Try it — Reproduce each entry below verbatim.

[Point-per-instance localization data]
=== Begin Enclosure ===

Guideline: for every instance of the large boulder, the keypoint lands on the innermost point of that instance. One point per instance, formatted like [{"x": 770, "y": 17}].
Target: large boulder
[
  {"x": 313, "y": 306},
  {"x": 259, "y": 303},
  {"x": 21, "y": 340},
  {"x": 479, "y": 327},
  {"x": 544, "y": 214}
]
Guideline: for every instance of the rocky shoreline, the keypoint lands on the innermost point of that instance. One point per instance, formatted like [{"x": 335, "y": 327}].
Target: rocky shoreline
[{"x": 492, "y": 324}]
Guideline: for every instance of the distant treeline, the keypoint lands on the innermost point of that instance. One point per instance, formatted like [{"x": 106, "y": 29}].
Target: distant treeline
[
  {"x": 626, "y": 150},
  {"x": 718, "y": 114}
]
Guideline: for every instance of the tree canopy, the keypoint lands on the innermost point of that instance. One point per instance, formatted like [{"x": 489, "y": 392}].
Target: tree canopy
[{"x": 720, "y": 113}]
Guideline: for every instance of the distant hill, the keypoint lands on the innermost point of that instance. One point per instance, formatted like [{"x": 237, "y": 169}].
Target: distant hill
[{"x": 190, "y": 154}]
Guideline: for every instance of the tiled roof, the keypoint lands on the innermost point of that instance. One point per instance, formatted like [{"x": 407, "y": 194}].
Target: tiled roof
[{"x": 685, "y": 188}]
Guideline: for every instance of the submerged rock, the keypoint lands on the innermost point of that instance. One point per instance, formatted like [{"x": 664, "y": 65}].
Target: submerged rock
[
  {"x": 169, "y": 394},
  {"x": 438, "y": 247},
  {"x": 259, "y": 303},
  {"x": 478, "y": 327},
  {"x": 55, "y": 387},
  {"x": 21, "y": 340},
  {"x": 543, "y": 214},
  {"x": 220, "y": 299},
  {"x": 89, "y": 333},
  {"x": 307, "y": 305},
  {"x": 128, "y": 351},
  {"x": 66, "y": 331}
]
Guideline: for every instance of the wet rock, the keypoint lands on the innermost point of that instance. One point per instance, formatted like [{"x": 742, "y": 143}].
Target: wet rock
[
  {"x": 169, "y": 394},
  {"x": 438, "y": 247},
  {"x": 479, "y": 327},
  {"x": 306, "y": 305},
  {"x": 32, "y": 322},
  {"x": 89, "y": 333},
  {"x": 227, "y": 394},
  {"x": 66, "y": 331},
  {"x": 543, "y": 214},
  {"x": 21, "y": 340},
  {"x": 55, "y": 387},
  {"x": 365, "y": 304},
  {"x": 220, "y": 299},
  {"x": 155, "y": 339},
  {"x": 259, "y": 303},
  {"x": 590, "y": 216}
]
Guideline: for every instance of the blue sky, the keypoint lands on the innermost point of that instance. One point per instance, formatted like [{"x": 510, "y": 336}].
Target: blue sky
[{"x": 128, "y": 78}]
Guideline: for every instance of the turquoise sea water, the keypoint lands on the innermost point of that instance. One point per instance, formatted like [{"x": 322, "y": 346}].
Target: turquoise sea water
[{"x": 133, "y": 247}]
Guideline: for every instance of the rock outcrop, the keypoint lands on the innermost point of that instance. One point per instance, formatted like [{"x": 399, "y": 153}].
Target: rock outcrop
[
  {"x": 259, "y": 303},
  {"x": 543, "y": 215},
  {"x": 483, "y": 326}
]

=== End Enclosure ===

Result of the task —
Guideline: for every instance of the large boulder, the keypoint lands on the innermost point of that instance. One point per instance, formatted like [{"x": 770, "y": 17}].
Target: large boulder
[
  {"x": 313, "y": 306},
  {"x": 259, "y": 303},
  {"x": 21, "y": 340},
  {"x": 479, "y": 327},
  {"x": 544, "y": 214}
]
Guideline: for every instance of the rocky shoreline, the keypoint lands on the innermost point of that instance. One point per instance, formatted like [{"x": 335, "y": 327}].
Target: rocky shoreline
[{"x": 492, "y": 324}]
Guideline: for every instance of the distant treeline, the keypoint lands on the innermost point of that instance. One point per instance, formatted like [{"x": 106, "y": 29}].
Target: distant treeline
[
  {"x": 626, "y": 150},
  {"x": 718, "y": 114}
]
Guideline: for every instance of the tree canopy, the keypoint lands on the innermost point of that instance. One point per instance, formatted like [{"x": 489, "y": 392}].
Target: tree canopy
[{"x": 720, "y": 113}]
Guideline: for every instance of the distant hill, the keypoint lands on the innermost point of that instance. One point per instance, formatted like [{"x": 237, "y": 169}].
Target: distant hill
[{"x": 190, "y": 154}]
Guideline: for every instance of the tiled roof, the keypoint lands on the innermost point of that instance. One point per instance, formatted like [{"x": 407, "y": 194}].
Target: tiled roof
[{"x": 685, "y": 188}]
Guideline: for every instance of the submerged rock, the keypoint lands on the innermost point of that instance. One point per instance, formatted like [{"x": 664, "y": 65}].
Target: submerged rock
[
  {"x": 169, "y": 394},
  {"x": 438, "y": 247},
  {"x": 259, "y": 303},
  {"x": 478, "y": 327},
  {"x": 55, "y": 387},
  {"x": 21, "y": 340},
  {"x": 543, "y": 214},
  {"x": 220, "y": 299},
  {"x": 89, "y": 333},
  {"x": 307, "y": 305},
  {"x": 128, "y": 351},
  {"x": 66, "y": 331}
]
Guideline: for every instance of the wet rock, the keypoint lands on the innermost point of that instance. One point per instance, formatted like [{"x": 742, "y": 143}].
Target: wet rock
[
  {"x": 169, "y": 394},
  {"x": 438, "y": 247},
  {"x": 479, "y": 327},
  {"x": 306, "y": 305},
  {"x": 32, "y": 322},
  {"x": 89, "y": 333},
  {"x": 227, "y": 394},
  {"x": 66, "y": 331},
  {"x": 543, "y": 214},
  {"x": 21, "y": 340},
  {"x": 55, "y": 387},
  {"x": 365, "y": 304},
  {"x": 220, "y": 299},
  {"x": 155, "y": 339},
  {"x": 259, "y": 303},
  {"x": 590, "y": 216}
]
Guideline: for every instance of the blue sky, the keypoint lands on the innermost point of that instance. One point per instance, formatted like [{"x": 510, "y": 336}].
Target: blue sky
[{"x": 128, "y": 78}]
Guideline: for every instance of the turquoise sea water, the keypoint lands on the innermost point of that instance. One point per instance, formatted like [{"x": 322, "y": 346}].
Target: turquoise sea water
[{"x": 133, "y": 247}]
Guideline: for every instance of the rock outcrop, the keypoint lands on the innermost point of that instance. One point per instance, formatted like [{"x": 399, "y": 153}].
Target: rock outcrop
[
  {"x": 259, "y": 303},
  {"x": 543, "y": 215},
  {"x": 483, "y": 326}
]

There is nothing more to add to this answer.